Exercise prompt.
Reproduce the whole listing, keeping each line as it is.

Exercise data.
+===+

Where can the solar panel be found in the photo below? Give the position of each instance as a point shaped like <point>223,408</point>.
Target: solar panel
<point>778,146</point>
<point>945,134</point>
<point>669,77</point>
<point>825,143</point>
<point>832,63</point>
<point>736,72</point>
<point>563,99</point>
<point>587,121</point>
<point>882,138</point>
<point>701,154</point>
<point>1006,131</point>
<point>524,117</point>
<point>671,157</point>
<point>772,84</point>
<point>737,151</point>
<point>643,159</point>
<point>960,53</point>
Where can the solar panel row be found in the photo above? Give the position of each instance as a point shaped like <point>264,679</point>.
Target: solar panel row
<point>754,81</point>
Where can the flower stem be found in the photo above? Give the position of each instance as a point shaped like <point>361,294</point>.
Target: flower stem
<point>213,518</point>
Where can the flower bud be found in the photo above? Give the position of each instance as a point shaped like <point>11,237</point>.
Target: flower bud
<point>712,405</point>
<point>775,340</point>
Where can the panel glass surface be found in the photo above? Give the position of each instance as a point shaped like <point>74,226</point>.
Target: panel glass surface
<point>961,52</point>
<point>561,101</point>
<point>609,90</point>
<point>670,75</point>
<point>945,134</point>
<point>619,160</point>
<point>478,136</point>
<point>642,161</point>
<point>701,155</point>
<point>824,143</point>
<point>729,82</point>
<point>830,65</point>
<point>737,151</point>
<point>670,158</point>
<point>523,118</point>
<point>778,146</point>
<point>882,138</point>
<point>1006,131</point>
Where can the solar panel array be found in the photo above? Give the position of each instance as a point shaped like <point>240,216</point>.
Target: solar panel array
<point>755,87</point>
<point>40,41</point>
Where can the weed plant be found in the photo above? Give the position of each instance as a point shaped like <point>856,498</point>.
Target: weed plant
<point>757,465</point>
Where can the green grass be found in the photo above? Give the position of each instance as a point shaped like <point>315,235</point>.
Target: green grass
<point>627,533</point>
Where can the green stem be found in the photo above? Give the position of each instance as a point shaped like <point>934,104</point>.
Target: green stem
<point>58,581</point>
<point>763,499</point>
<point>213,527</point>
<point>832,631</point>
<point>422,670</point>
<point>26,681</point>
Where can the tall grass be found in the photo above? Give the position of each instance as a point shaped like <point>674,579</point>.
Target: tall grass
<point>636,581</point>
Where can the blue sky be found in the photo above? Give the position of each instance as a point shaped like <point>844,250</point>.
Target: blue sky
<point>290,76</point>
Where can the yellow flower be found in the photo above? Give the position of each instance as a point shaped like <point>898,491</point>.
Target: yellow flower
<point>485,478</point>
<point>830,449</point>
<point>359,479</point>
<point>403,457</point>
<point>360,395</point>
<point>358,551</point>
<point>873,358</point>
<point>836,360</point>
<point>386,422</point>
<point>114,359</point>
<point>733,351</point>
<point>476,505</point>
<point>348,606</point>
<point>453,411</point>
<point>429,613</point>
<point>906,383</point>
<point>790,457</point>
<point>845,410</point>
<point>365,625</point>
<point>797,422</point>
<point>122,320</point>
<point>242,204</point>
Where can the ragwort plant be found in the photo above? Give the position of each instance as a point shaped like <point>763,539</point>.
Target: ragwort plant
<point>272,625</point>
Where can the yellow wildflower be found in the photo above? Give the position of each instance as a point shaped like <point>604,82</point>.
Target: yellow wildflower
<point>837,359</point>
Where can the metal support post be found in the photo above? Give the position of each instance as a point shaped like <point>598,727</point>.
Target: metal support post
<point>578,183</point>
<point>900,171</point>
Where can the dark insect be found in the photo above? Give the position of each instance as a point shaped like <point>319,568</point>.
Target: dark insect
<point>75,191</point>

+===+

Output below.
Where can the solar panel be found in the photo below? Give the position of each instance as a point shaped like <point>223,408</point>.
Target: solar panel
<point>778,146</point>
<point>945,134</point>
<point>669,77</point>
<point>825,143</point>
<point>832,63</point>
<point>736,72</point>
<point>563,99</point>
<point>587,121</point>
<point>882,138</point>
<point>701,154</point>
<point>1006,131</point>
<point>524,117</point>
<point>671,157</point>
<point>772,84</point>
<point>737,151</point>
<point>643,159</point>
<point>960,53</point>
Where can the solar panel row be found in the photo above? Give the position of each instance as a point shaped like <point>264,679</point>.
Target: solar panel row
<point>754,81</point>
Where can the flower stem be found in the photo above? Give the position of each instance as a point shaped like <point>361,294</point>.
Target: flower stem
<point>213,518</point>
Where can the flower bud be found in the photo above? Give the position of each instance as a point shaped like <point>11,237</point>.
Target: flower bud
<point>712,405</point>
<point>775,340</point>
Where can the panel glass surface be found in the photo above? Give the position of each instance as a point shaped like <point>74,226</point>.
Target: panel glass surface
<point>961,52</point>
<point>561,101</point>
<point>609,90</point>
<point>670,75</point>
<point>945,134</point>
<point>619,160</point>
<point>478,136</point>
<point>642,161</point>
<point>701,155</point>
<point>824,143</point>
<point>729,82</point>
<point>830,65</point>
<point>737,151</point>
<point>670,158</point>
<point>523,118</point>
<point>778,146</point>
<point>882,138</point>
<point>1006,131</point>
Where can the solar panel array be found in the photo above? Give the position of each instance as a point shaped like <point>240,216</point>.
Target: solar panel array
<point>755,87</point>
<point>40,41</point>
Where can the weed plant be found in the photo above? Give the position of each instance as a point shaped like <point>856,498</point>.
Target: weed plant
<point>757,465</point>
Where can the green grass be found in the photo above? Give the position of each instance as a point shaped like <point>315,235</point>.
Target: green grass
<point>627,533</point>
Where can the green stem be found in the photo above? Give the position of each instance as a point shaped like <point>934,104</point>.
Target: green stem
<point>58,581</point>
<point>763,499</point>
<point>213,527</point>
<point>832,631</point>
<point>422,670</point>
<point>26,681</point>
Where can the tall grass be found in the photo above? Give the position of each instance as a point shaped like <point>674,579</point>.
Target: tall grass
<point>636,581</point>
Where can the blue sky be found in the photo above? Give the position of each instance as a point shaped like <point>844,250</point>.
Target: blue sky
<point>290,76</point>
Where can the yellow flower be found in the photo above? Give the position of each instance as a point shaped like <point>898,491</point>.
Target: yellow flower
<point>485,478</point>
<point>830,449</point>
<point>359,479</point>
<point>403,457</point>
<point>360,395</point>
<point>358,551</point>
<point>873,358</point>
<point>836,360</point>
<point>386,422</point>
<point>114,359</point>
<point>733,351</point>
<point>476,505</point>
<point>348,606</point>
<point>453,411</point>
<point>429,613</point>
<point>906,383</point>
<point>790,457</point>
<point>845,410</point>
<point>365,625</point>
<point>797,422</point>
<point>122,320</point>
<point>242,204</point>
Where can the ragwort plant be found in the photo above? Give the position of each instance as a point shaped like <point>763,539</point>.
Target: ragwort plant
<point>272,625</point>
Where can the yellow wildflower be found in the photo above? Give the position of each instance as a point shaped like <point>604,82</point>.
Target: yellow wildflower
<point>837,359</point>
Where can the metal support post be found in the photo above? Give the position of each instance as a point shaped like <point>598,727</point>.
Target: metal support post
<point>578,183</point>
<point>900,171</point>
Where can the dark insect be found in the photo above? Give the position of each instance as a point shaped like <point>319,568</point>.
Target: dark insect
<point>75,191</point>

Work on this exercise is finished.